* **Task to carry out**
Locate every line in the listing that contains the string "white" and copy each one out in full. Case counts.

* **Provided material**
**********

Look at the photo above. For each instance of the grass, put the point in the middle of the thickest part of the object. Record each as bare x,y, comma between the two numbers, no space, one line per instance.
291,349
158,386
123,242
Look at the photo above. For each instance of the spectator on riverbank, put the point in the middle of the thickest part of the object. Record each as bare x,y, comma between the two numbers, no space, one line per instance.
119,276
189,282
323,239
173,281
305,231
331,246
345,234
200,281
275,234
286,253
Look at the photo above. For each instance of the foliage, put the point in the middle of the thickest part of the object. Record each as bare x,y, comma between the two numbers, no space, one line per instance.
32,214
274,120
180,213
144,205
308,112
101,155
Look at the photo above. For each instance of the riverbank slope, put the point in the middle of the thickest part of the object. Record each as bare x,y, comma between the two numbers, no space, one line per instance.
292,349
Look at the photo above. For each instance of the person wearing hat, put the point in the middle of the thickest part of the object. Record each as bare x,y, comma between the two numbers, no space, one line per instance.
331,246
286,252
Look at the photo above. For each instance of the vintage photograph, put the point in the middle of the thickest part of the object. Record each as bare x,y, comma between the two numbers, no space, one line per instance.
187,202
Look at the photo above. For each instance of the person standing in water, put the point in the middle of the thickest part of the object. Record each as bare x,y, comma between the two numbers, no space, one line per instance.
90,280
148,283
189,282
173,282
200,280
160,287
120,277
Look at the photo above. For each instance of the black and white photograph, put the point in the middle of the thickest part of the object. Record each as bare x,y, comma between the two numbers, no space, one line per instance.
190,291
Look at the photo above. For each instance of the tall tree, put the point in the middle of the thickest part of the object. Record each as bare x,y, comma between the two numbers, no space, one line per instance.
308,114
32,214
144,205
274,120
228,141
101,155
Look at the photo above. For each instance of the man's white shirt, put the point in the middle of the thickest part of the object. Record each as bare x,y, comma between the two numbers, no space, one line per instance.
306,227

**********

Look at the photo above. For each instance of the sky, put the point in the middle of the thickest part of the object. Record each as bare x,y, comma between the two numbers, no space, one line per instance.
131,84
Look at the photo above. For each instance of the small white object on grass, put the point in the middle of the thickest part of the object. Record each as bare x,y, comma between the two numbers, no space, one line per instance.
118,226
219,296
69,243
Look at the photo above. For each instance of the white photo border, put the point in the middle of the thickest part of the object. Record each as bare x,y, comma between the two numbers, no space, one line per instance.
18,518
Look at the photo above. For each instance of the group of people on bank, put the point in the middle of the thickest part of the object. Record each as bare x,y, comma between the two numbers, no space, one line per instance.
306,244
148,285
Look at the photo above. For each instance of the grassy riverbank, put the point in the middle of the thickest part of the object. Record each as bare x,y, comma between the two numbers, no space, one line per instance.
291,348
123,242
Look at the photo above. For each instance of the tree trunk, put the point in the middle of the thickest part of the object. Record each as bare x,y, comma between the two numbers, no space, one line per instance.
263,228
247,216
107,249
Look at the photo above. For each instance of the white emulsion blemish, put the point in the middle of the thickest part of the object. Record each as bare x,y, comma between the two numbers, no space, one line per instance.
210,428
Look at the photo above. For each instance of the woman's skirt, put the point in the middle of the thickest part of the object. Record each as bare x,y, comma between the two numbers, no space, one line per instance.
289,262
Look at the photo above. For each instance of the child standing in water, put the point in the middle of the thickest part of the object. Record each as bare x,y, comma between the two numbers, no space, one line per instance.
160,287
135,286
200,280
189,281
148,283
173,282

**********

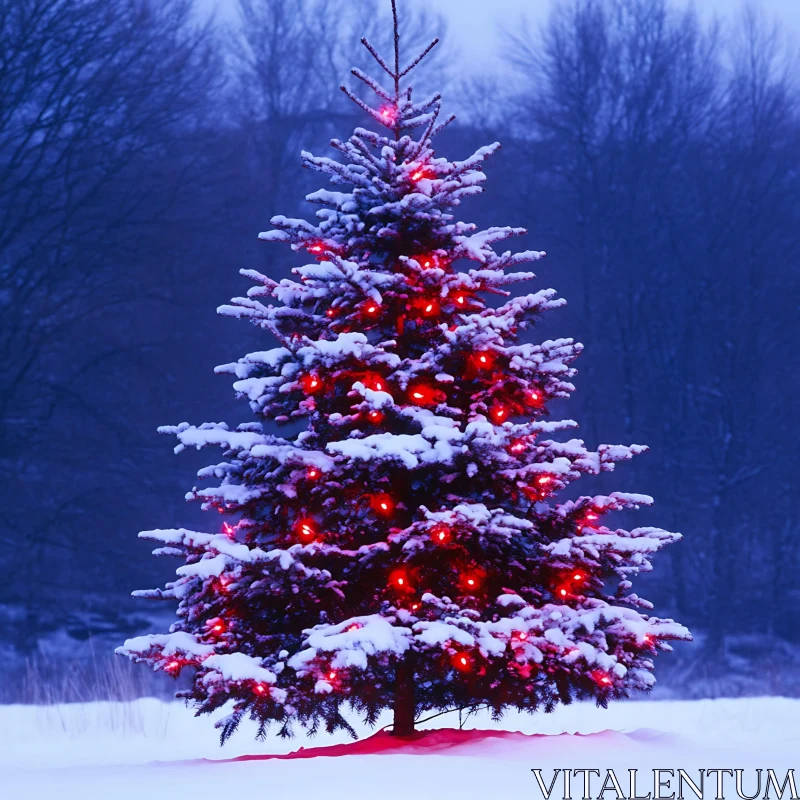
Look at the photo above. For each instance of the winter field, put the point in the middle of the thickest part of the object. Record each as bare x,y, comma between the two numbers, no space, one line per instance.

**********

* **Completed task**
Look at the photo above. For each instance of the black and white photograph, put the point in the middle of the thickest part of the object. Record each as bare x,y, comma between the two numbers, no space, one line per instance.
Look at the photo above. For each instance of the man's white shirt, put the point in the middle of the thickest part of the object. Record each as bare x,y, comma between the two numbers, no space, one line per instance.
Look at the photo above. For each instance of the small white object on grass, put the point in the middle of the thickest part of the object. Record each as bare x,y, comma between the two numbers, no space, one line per instance.
Look at the photo above. For each instance of the white photo border, put the point in the middle of the thickest part of the object. Record each as bare x,y, comma between the two numbers, no space, one line per instance.
Look at the photo above. For each instance of the white emulsion blemish, put the point in the middle of the thickest part of the object. Record each as bare x,y, comma between the two numbers, no space, one line per instance.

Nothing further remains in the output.